__Fragmento proporcionado__

══════════════════════════════

Los contribuyentes merecemos saber quién abrió la puerta de la Administración catalana a Parellada para que presentara sus ofertas, quién le avalaba —si es que alguien lo hacía— desde la política y cómo pudo ser que, incluso en un escenario de emergencia, la Generalitat no estuviese en condiciones de prever que estaba poniéndose en manos de un asalta diligencias. O más concretamente, por qué lo hizo a pesar de saberlo (como demuestra que llegara a denunciarle por estafa, aunque después retirase la denuncia).

Lo que por desgracia ya está acreditado es que en esta ocasión el expolio del dinero público en Cataluña en forma de comisiones merece menos oprobio que el que se ha producido en otras comunidades por escándalos de exacta matriz. Esta es una lectura incuestionable, a tenor de la respuesta que ha dado la clase política catalana —Gobierno y oposición— y también por la presión pública y mediática —hasta ahora casi inexistente— que está mereciendo esta rapiña.

Para robar, no hace falta delinquir. Basta con actuar sin ningún freno moral y sin ninguna línea que delimite en términos absolutos lo que está bien y lo que está mal. Lo escribimos cuando se supo que los piratas de la mascarilla asaltaron las arcas públicas de Madrid y hay que volver a escribirlo ahora que las informaciones de este medio acreditan un caso corregido y aumentado en Cataluña.

══════════════════════════════

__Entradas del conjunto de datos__
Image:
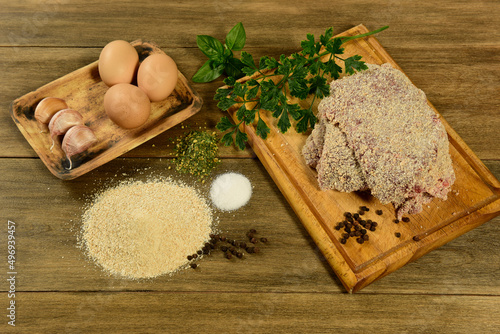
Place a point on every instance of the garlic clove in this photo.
(62, 121)
(77, 139)
(47, 107)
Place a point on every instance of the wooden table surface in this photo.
(450, 49)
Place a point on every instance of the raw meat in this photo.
(376, 131)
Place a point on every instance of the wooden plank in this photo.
(86, 23)
(47, 212)
(474, 200)
(219, 312)
(449, 89)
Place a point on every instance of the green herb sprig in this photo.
(221, 58)
(301, 75)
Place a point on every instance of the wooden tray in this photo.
(474, 199)
(84, 91)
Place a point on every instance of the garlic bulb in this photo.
(77, 139)
(62, 121)
(47, 107)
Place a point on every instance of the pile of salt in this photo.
(230, 191)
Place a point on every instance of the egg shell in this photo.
(118, 63)
(127, 105)
(157, 76)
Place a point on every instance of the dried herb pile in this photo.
(197, 153)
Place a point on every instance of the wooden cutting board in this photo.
(474, 199)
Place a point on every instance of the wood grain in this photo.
(254, 313)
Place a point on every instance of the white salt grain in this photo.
(230, 191)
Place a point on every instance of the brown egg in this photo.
(118, 63)
(157, 76)
(127, 105)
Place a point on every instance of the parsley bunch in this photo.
(301, 75)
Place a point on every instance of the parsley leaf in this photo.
(302, 75)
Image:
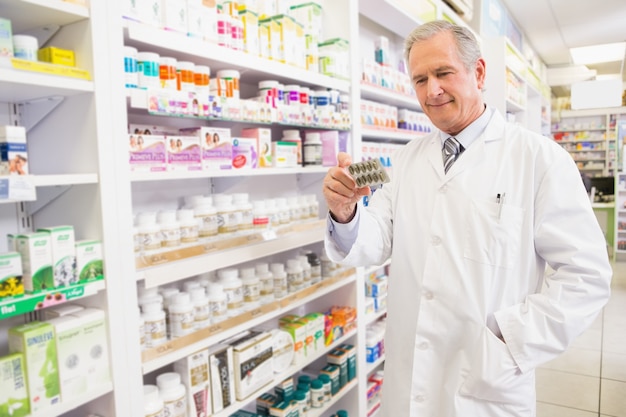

══════════════════════════════

__Tareas a realizar__
1. Enumera las tres cosas que, según la oración del fragmento que comienza con "Los contribuyentes merecemos saber", deben conocer los contribuyentes.
2. Según el fragmento, ¿qué hizo la Generalitat después de denunciar a Parellada por estafa?
3. Reproduce, por favor, el pasaje del fragmento que comienza con "Lo que por desgracia" y continúa hasta "aumentado en Cataluña.".

__Respuestas a tareas__
1.
- Quién abrió la puerta de la Administración catalana a Parellada para que presentara sus ofertas.
- Quién le avalaba desde la política, si es que alguien lo hacía.
- Cómo pudo ser que, incluso en un escenario de emergencia, la Generalitat no estuviese en condiciones de prever que estaba poniéndose en manos de un asalta diligencias.

2. Retiró la denuncia.

3.
Lo que por desgracia ya está acreditado es que en esta ocasión el expolio del dinero público en Cataluña en forma de comisiones merece menos oprobio que el que se ha producido en otras comunidades por escándalos de exacta matriz. Esta es una lectura incuestionable, a tenor de la respuesta que ha dado la clase política catalana —Gobierno y oposición— y también por la presión pública y mediática —hasta ahora casi inexistente— que está mereciendo esta rapiña.

Para robar, no hace falta delinquir. Basta con actuar sin ningún freno moral y sin ninguna línea que delimite en términos absolutos lo que está bien y lo que está mal. Lo escribimos cuando se supo que los piratas de la mascarilla asaltaron las arcas públicas de Madrid y hay que volver a escribirlo ahora que las informaciones de este medio acreditan un caso corregido y aumentado en Cataluña.